The request: Return each line of the records below as a JSON list of strings, one string per line, leaving out blank lines.
========================
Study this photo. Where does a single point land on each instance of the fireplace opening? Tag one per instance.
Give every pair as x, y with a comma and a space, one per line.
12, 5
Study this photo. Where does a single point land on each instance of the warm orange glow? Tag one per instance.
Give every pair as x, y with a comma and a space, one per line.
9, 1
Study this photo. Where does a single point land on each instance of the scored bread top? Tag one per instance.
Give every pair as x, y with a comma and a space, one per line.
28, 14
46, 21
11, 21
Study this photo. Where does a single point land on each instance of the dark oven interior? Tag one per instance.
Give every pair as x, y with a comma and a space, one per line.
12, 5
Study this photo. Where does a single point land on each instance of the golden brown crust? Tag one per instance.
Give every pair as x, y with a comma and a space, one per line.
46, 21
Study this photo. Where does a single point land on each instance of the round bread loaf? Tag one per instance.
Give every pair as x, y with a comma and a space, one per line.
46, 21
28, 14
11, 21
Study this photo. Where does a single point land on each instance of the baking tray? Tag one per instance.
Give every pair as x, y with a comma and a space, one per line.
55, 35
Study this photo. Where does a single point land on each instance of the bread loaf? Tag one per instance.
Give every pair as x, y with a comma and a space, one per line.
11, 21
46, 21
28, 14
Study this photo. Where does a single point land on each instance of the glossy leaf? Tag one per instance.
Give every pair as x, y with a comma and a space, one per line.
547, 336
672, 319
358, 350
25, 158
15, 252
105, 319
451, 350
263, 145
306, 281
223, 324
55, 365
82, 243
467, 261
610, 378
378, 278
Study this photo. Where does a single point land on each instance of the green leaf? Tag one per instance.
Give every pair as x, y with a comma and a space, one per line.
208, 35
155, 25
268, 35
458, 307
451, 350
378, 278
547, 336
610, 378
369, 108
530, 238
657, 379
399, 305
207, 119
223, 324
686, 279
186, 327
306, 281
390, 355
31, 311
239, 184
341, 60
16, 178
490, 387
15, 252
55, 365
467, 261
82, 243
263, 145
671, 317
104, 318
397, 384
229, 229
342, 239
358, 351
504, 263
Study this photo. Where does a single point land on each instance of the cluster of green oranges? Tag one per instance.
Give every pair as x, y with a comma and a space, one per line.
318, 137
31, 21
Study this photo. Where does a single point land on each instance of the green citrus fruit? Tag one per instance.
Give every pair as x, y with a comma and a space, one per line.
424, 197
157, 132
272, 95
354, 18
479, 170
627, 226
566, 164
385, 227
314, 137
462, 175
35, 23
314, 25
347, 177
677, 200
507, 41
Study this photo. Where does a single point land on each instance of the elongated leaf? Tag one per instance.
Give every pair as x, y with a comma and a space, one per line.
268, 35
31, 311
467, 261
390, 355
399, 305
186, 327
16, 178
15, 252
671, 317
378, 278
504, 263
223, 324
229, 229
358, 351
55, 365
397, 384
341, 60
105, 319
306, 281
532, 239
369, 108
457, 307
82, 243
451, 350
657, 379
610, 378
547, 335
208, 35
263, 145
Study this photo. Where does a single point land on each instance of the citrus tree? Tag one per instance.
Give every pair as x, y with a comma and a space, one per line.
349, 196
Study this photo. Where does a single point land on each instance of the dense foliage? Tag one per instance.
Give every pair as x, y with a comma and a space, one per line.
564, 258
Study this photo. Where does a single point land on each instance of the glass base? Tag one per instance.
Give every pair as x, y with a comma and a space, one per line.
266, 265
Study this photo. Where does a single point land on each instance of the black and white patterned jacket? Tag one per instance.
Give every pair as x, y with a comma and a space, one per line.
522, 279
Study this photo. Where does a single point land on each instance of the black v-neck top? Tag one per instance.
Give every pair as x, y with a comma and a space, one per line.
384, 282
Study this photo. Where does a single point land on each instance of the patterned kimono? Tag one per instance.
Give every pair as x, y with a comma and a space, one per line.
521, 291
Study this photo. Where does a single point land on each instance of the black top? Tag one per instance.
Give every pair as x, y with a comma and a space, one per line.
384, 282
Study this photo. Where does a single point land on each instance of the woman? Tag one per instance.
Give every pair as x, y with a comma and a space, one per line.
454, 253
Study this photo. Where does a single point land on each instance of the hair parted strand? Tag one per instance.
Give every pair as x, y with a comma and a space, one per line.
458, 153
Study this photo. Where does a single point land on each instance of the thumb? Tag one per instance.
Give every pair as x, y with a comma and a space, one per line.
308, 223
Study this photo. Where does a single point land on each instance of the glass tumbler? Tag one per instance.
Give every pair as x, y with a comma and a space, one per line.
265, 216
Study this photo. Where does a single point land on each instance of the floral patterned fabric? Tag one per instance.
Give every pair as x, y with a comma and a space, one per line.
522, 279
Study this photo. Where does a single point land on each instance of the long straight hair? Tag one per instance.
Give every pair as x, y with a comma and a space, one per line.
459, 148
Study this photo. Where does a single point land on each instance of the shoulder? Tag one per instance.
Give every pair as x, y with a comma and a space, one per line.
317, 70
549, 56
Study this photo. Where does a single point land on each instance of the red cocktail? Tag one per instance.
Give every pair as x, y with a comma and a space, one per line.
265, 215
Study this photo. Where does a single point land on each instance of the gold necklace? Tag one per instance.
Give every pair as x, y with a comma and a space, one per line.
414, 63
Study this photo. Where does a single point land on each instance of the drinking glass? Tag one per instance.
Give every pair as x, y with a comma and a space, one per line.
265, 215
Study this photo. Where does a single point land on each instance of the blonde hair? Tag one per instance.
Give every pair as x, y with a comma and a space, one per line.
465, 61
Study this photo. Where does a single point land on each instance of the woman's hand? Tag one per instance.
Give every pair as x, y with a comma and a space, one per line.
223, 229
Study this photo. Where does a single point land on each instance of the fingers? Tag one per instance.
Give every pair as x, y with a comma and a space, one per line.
========================
Result below:
[
  "Study this photo. Where does a single point land on each instance of the fireplace opening? Tag one per instance.",
  "Give every pair as x, y with a comma and a space, one per line.",
  "12, 5",
  "Study this photo. Where does a single point land on each instance of the warm orange glow? Tag one per instance.",
  "Give every pair as x, y with a comma and a space, one per line.",
  "9, 1",
  "Study this photo. Where does a single point land on each instance of the scored bread top? Tag one per instance.",
  "Give every pair as x, y with a comma and a space, one per line.",
  "28, 14",
  "46, 21",
  "11, 21",
  "Study this photo. Where does a single point land on each instance of the dark oven interior? Tag one per instance.",
  "Give every pair as x, y with a comma and a space, one per line.",
  "12, 5",
  "Study this photo. Where does a single point land on each instance of the golden brown crust? Tag one per instance.",
  "Give every pair as x, y with a comma and a space, one per line.",
  "46, 21",
  "Study this photo. Where does a single point land on each instance of the round bread loaf? Tag one per instance.",
  "Give every pair as x, y with a comma and a space, one per line.",
  "46, 21",
  "28, 14",
  "11, 21",
  "Study this photo. Where does a single point land on each instance of the baking tray? Tag one per instance.",
  "Give every pair as x, y with a comma and a space, one per line.",
  "55, 35",
  "Study this photo. Where does a single point land on each instance of the bread loaf? Tag one per instance.",
  "Give every pair as x, y with a comma and a space, one per line.",
  "11, 21",
  "46, 21",
  "28, 14",
  "Study this photo. Where does a single point land on each instance of the glossy leaf? Tag one per instance.",
  "Give every pair as x, y with a comma and a space, one per line.",
  "547, 336",
  "672, 319",
  "358, 350",
  "25, 158",
  "15, 252",
  "105, 319",
  "451, 350",
  "263, 145",
  "306, 281",
  "223, 324",
  "55, 365",
  "82, 243",
  "467, 261",
  "610, 378",
  "378, 278",
  "Study this photo. Where does a single point land on each instance of the green leaf? Tag one per instance.",
  "Give every pair as x, y with a comma and a space, one per line.",
  "208, 35",
  "155, 25",
  "268, 35",
  "458, 307",
  "451, 350",
  "378, 278",
  "547, 336",
  "610, 378",
  "369, 108",
  "530, 238",
  "657, 379",
  "399, 305",
  "207, 119",
  "223, 324",
  "686, 279",
  "186, 327",
  "306, 281",
  "390, 355",
  "31, 311",
  "239, 184",
  "341, 60",
  "16, 178",
  "490, 387",
  "15, 252",
  "55, 365",
  "467, 261",
  "82, 243",
  "263, 145",
  "671, 317",
  "104, 318",
  "397, 384",
  "229, 229",
  "342, 239",
  "358, 351",
  "504, 263",
  "Study this photo. Where does a single point land on each instance of the cluster of green oranges? Tag one per instance.",
  "Give every pair as x, y with a comma and a space, one per line.",
  "318, 137",
  "31, 21",
  "Study this photo. Where does a single point land on each instance of the green citrus fruit? Tag one per instance.",
  "Give every pair as x, y with a comma and a space, one per line.",
  "424, 197",
  "157, 132",
  "272, 95",
  "354, 18",
  "479, 170",
  "627, 226",
  "566, 164",
  "385, 227",
  "314, 137",
  "462, 175",
  "35, 23",
  "314, 25",
  "347, 177",
  "677, 200",
  "507, 41",
  "Study this photo. Where does a single point land on each instance of the elongated leaf? Tag one per instance.",
  "Give every pair as x, y with a comma and a space, one per line.",
  "268, 35",
  "31, 311",
  "467, 261",
  "390, 355",
  "399, 305",
  "186, 327",
  "16, 178",
  "15, 252",
  "671, 317",
  "378, 278",
  "504, 263",
  "223, 324",
  "229, 229",
  "358, 351",
  "55, 365",
  "397, 384",
  "341, 60",
  "105, 319",
  "306, 281",
  "532, 239",
  "369, 108",
  "457, 307",
  "82, 243",
  "451, 350",
  "657, 379",
  "610, 378",
  "547, 335",
  "208, 35",
  "263, 145",
  "Study this photo. Where does a single point land on each instance of the citrus tree? Tag one per instance.",
  "Give every pair as x, y with a comma and a space, one per line.",
  "349, 196",
  "Study this photo. Where does a single point land on each instance of the dense foliage? Tag one per instance.",
  "Give every pair as x, y with a comma and a space, one per line.",
  "564, 258",
  "Study this photo. Where does a single point land on each instance of the glass base? Tag one per instance.",
  "Give every pair as x, y with a comma and a space, one per line.",
  "266, 265",
  "Study this photo. Where does a single point land on each instance of the black and white patterned jacket? Tag one per instance.",
  "Give every pair as x, y with a comma and a space, one per line.",
  "522, 279",
  "Study this photo. Where does a single point land on each instance of the black v-neck top? Tag one per instance.",
  "Give every pair as x, y with a comma and a space, one per line.",
  "384, 282",
  "Study this photo. Where does a single point land on each instance of the patterned kimono? Tag one per instance.",
  "Give every pair as x, y with a comma and a space, one per line.",
  "521, 291",
  "Study this photo. Where does a single point land on each instance of the black top? Tag one per instance.",
  "Give every pair as x, y with a comma and a space, one per line.",
  "384, 282",
  "Study this photo. Where does a single point land on each instance of the woman? Tag one per instance.",
  "Give every pair as x, y with a comma and a space, one per line.",
  "454, 253",
  "Study this photo. Where does a single point land on each instance of the hair parted strand? Tag one per instance.",
  "Give every pair as x, y with a comma and a space, one per line.",
  "458, 153",
  "Study this photo. Where does a single point land on each instance of the thumb? Tag one per instance.",
  "Give every pair as x, y with a comma and a space, one per line.",
  "308, 223",
  "Study this photo. Where does a single point land on each instance of the glass tumbler? Tag one per instance.",
  "Give every pair as x, y with a comma and a space, one per line.",
  "265, 216",
  "Study this photo. Where does a single point land on each instance of the floral patterned fabric? Tag one per instance.",
  "Give every pair as x, y with a comma and a space, one per line.",
  "522, 279",
  "Study this photo. Where does a single point land on each instance of the long straight hair? Tag one per instance.",
  "Give every pair as x, y with a comma and a space, one per line.",
  "459, 148",
  "Study this photo. Where does a single point land on each instance of the shoulder? Tag one per instance.",
  "Give every pair as x, y with a comma and a space, one per line.",
  "317, 70",
  "549, 56",
  "Study this photo. Where does a single point land on each instance of the red cocktail? Tag one per instance.",
  "Give every pair as x, y with a comma and a space, one per line.",
  "265, 215",
  "Study this photo. Where does a single point land on each instance of the gold necklace? Tag one per instance.",
  "Give every pair as x, y with a comma and a space, one per line.",
  "414, 63",
  "Study this photo. Where does a single point land on each instance of the drinking glass? Tag one per instance.",
  "Give every pair as x, y with a comma and a space, one per line.",
  "265, 215",
  "Study this photo. Where does a single point land on each instance of the blonde hair? Tag one per instance.",
  "Give every pair as x, y with a comma and a space, one per line.",
  "465, 61",
  "Study this photo. Where does a single point land on each instance of the woman's hand? Tag one per instance.",
  "Give every pair as x, y with a comma and a space, one per line.",
  "223, 229",
  "Study this photo. Where does a single point land on each instance of the fingers? Tag one per instance.",
  "Give every pair as x, y with a comma and a space, one per line."
]